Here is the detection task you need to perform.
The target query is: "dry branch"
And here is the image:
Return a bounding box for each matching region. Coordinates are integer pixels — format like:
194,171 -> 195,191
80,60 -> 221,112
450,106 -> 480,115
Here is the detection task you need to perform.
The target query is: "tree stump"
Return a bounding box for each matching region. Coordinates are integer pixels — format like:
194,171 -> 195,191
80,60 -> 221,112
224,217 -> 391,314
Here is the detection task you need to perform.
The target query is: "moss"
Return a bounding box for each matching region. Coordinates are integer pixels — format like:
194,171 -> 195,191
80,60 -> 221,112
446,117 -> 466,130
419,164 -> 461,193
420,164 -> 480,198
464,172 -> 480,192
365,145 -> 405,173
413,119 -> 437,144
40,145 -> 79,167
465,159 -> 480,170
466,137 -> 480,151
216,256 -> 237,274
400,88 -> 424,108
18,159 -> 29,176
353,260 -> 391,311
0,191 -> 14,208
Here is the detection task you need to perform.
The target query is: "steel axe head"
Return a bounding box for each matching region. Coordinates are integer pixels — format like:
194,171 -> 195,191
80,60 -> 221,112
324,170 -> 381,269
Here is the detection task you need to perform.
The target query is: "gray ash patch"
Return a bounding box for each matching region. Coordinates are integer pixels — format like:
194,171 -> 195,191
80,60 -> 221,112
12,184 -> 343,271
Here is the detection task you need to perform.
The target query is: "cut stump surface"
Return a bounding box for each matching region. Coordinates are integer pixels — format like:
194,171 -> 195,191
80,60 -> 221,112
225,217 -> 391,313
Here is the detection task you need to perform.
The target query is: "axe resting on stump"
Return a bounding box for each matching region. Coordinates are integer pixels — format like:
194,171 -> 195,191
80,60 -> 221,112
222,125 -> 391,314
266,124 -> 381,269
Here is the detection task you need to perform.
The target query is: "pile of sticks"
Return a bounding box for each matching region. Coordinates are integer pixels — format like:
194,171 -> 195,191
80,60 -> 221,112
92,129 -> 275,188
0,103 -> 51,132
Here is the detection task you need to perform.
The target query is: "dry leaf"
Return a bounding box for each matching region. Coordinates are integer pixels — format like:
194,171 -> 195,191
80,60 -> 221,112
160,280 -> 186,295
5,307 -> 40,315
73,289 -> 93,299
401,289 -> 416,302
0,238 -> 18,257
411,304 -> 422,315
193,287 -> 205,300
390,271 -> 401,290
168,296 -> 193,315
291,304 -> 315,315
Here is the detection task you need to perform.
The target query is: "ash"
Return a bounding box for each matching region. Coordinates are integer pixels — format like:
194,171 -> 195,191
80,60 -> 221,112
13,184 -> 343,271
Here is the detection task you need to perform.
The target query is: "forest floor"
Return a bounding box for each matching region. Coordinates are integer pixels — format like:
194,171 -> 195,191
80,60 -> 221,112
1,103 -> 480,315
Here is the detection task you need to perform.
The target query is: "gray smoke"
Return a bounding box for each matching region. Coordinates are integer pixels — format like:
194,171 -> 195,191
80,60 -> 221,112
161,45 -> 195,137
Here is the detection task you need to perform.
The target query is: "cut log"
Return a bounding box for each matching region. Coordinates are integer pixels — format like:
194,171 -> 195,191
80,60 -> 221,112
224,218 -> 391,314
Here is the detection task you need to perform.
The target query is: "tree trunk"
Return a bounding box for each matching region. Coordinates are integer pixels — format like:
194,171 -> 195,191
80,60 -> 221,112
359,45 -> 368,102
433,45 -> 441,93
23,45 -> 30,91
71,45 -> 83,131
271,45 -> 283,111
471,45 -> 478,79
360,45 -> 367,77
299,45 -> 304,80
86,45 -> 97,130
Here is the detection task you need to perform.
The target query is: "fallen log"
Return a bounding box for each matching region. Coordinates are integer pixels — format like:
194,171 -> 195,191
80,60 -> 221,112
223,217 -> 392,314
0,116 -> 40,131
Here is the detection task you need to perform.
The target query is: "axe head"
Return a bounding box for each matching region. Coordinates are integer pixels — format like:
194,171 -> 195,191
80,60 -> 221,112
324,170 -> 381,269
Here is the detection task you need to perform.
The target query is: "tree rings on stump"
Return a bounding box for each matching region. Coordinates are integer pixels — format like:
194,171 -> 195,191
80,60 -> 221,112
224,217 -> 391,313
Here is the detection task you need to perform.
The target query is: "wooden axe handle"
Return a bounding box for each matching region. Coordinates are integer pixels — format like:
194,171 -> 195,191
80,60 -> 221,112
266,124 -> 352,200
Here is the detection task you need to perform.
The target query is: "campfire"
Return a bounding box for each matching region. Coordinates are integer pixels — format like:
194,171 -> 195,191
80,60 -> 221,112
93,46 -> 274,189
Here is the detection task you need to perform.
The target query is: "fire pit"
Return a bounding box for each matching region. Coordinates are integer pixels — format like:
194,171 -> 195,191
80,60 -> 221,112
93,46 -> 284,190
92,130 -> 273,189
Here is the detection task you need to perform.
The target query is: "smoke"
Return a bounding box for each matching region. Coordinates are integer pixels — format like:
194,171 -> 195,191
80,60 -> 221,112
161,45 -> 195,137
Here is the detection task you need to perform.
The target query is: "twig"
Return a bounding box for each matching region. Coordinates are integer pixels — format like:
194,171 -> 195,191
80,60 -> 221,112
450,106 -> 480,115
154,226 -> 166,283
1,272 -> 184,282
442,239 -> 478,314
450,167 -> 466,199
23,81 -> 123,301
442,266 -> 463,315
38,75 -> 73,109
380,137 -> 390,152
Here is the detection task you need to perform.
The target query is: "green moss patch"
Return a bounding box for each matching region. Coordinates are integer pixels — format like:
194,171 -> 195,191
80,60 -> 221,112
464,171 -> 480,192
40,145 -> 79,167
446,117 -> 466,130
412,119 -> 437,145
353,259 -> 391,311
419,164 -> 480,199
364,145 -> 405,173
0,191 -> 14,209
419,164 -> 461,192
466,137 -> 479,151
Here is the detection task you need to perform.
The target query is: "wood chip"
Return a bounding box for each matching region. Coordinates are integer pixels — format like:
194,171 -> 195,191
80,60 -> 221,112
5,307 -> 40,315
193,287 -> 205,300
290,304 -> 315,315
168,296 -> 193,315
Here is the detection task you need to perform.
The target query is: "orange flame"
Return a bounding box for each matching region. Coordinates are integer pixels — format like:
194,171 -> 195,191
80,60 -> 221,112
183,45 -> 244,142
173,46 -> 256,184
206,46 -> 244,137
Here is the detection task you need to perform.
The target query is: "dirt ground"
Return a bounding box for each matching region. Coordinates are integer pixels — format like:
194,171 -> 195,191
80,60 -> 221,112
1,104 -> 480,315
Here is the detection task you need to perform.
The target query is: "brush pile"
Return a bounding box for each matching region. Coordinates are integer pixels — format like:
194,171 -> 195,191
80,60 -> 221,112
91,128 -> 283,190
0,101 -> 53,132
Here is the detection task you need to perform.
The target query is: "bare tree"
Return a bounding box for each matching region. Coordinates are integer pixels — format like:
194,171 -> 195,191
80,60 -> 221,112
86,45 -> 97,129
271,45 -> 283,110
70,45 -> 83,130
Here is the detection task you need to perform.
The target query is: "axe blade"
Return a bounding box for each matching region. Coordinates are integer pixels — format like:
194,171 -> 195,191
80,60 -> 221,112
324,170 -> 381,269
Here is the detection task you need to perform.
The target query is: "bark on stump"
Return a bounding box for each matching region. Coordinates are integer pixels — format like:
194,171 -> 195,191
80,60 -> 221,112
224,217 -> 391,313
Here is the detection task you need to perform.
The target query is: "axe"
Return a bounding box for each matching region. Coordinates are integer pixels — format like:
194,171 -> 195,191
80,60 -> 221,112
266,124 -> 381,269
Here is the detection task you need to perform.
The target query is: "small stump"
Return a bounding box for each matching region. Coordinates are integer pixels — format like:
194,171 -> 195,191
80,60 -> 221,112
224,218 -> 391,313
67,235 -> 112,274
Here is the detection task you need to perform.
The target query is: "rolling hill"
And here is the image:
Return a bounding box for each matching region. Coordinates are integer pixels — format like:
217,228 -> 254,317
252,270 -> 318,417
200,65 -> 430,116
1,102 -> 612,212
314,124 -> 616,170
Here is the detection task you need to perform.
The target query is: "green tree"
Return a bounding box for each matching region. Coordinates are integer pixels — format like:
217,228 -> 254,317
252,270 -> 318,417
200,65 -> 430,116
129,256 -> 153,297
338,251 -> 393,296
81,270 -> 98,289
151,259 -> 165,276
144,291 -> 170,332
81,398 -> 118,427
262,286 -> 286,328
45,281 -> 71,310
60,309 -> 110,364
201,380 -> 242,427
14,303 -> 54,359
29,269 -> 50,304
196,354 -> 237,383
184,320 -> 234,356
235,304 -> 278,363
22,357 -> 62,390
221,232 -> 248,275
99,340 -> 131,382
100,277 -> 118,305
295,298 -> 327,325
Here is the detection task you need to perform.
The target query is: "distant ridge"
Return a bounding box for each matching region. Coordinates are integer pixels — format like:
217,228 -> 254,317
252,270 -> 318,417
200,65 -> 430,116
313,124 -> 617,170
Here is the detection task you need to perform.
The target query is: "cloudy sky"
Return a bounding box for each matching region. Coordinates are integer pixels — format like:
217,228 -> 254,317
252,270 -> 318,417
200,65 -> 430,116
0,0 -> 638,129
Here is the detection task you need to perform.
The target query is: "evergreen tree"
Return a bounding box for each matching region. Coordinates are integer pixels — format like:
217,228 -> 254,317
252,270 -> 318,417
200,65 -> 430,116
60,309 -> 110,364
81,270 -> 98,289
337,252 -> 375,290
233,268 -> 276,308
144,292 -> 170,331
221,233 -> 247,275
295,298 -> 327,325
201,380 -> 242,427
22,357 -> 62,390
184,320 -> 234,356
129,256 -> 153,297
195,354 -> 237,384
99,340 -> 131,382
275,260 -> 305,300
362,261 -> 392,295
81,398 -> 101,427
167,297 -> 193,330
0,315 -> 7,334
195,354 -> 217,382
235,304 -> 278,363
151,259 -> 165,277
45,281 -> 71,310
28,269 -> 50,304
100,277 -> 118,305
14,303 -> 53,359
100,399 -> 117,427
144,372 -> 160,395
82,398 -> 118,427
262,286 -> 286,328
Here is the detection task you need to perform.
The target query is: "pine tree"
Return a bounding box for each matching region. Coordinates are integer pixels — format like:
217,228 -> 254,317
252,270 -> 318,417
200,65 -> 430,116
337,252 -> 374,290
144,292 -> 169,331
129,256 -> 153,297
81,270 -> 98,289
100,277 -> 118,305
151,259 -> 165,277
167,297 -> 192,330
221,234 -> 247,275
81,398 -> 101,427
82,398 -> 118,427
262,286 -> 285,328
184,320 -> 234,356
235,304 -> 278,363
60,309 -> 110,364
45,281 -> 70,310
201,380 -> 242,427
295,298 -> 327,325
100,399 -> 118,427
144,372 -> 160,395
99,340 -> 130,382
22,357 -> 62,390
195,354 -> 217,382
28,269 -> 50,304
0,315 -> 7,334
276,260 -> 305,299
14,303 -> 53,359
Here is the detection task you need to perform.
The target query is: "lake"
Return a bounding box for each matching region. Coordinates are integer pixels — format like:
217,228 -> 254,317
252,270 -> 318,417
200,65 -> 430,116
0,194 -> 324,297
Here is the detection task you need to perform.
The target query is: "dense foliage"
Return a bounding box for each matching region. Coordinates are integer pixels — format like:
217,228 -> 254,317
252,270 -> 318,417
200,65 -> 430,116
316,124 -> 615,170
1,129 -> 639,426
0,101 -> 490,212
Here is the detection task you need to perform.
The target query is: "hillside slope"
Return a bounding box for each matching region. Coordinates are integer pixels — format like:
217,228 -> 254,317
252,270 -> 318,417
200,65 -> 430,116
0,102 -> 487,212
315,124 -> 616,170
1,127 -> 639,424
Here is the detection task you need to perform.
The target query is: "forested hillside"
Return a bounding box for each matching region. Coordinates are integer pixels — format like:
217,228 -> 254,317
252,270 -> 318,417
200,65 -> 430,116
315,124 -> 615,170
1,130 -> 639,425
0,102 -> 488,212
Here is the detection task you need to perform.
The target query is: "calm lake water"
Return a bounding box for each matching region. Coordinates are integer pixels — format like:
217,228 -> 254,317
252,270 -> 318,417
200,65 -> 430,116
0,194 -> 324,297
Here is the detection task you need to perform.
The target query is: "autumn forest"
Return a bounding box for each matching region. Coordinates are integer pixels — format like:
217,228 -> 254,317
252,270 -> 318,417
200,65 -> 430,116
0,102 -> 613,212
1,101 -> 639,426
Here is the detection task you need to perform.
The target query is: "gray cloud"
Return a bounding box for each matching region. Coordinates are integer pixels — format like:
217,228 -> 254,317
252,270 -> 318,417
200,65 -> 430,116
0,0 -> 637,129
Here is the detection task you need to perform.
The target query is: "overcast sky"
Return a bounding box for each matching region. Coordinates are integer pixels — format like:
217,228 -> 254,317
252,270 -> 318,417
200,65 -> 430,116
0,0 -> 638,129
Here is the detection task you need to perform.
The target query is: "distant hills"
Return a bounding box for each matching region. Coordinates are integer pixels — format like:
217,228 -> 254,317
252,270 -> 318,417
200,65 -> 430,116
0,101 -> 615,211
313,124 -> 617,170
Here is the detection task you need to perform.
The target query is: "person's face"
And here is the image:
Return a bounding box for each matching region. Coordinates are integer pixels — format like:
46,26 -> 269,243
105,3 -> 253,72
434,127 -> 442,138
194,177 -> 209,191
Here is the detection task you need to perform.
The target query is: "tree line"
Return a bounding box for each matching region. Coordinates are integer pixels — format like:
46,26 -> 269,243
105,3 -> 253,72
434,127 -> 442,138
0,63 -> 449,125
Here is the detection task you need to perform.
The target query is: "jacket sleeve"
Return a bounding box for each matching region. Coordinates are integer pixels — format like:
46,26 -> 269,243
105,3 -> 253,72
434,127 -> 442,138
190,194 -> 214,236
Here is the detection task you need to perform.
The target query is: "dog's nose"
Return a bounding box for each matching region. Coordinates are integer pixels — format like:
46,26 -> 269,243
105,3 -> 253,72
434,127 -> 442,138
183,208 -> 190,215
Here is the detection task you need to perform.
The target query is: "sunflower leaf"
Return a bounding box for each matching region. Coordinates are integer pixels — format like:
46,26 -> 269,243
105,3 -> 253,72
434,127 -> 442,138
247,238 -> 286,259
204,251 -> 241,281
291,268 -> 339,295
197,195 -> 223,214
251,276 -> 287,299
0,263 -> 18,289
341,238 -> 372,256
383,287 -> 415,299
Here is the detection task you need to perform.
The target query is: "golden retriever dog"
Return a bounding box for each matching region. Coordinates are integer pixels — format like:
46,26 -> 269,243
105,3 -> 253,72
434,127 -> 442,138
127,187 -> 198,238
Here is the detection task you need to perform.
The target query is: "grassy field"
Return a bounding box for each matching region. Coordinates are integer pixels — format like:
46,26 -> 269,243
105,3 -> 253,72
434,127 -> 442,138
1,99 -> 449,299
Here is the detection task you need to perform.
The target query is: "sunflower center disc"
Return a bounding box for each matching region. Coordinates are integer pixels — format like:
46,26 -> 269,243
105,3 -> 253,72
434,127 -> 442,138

* * * * *

→ TASK TO CARRY OUT
Extract each line holding the word "leaf" from the records.

→ TASK OUTPUT
The target query is: "dry leaf"
The target query is: "sunflower leaf"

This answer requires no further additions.